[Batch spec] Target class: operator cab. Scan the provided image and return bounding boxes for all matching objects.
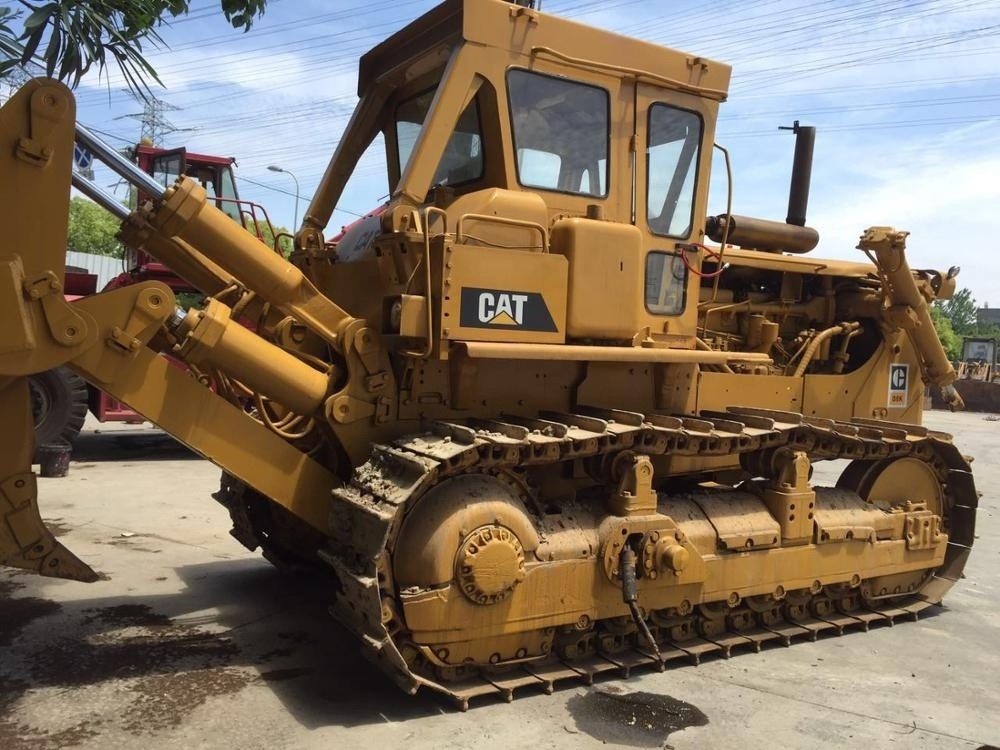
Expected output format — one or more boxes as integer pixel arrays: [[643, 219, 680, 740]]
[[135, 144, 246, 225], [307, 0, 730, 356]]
==
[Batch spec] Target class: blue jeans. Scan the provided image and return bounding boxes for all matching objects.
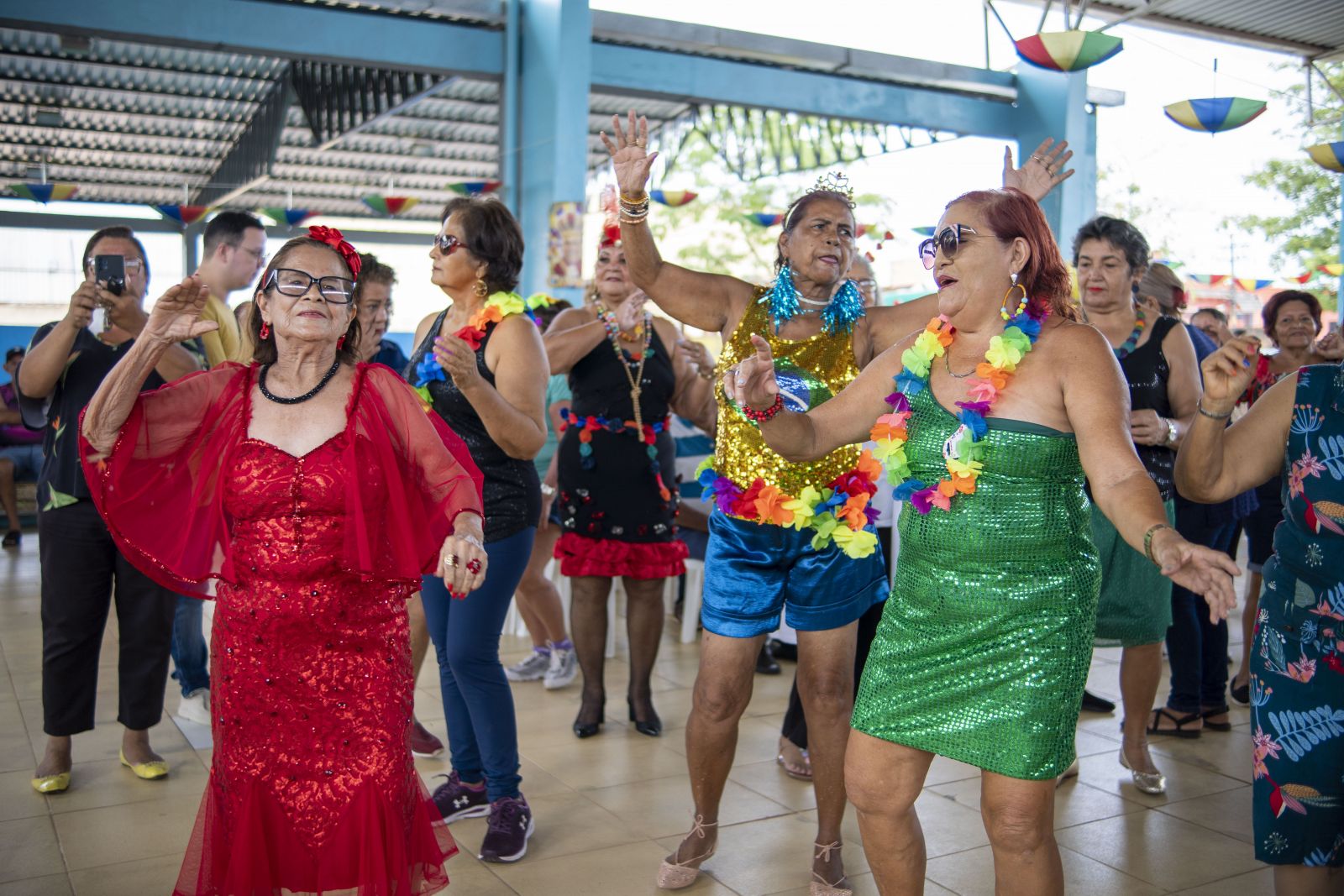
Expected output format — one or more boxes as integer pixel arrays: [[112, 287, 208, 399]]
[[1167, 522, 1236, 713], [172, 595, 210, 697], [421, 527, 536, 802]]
...
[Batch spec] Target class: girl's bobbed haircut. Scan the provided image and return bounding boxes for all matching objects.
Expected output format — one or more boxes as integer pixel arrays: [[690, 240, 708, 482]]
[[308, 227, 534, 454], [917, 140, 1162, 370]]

> _Directions_
Lay out the material as a Markdown table with columns "Line No." and "Text", starting at the line that has "[Batch spec] Target class: operator" and stopping after the line that has "[[135, 144, 246, 225], [307, 0, 730, 356]]"; omit blank lines and the pictures.

> _Solution for this task_
| Line No. | Text |
|---|---|
| 1 | [Batch spec] Target class: operator cab. Scan the provided image and return bounding boxes for all matching objects. |
| 2 | Expected output format — one or more boxes as integer pixel arrays: [[643, 219, 680, 740]] |
| 3 | [[135, 144, 246, 225], [307, 0, 730, 356]] |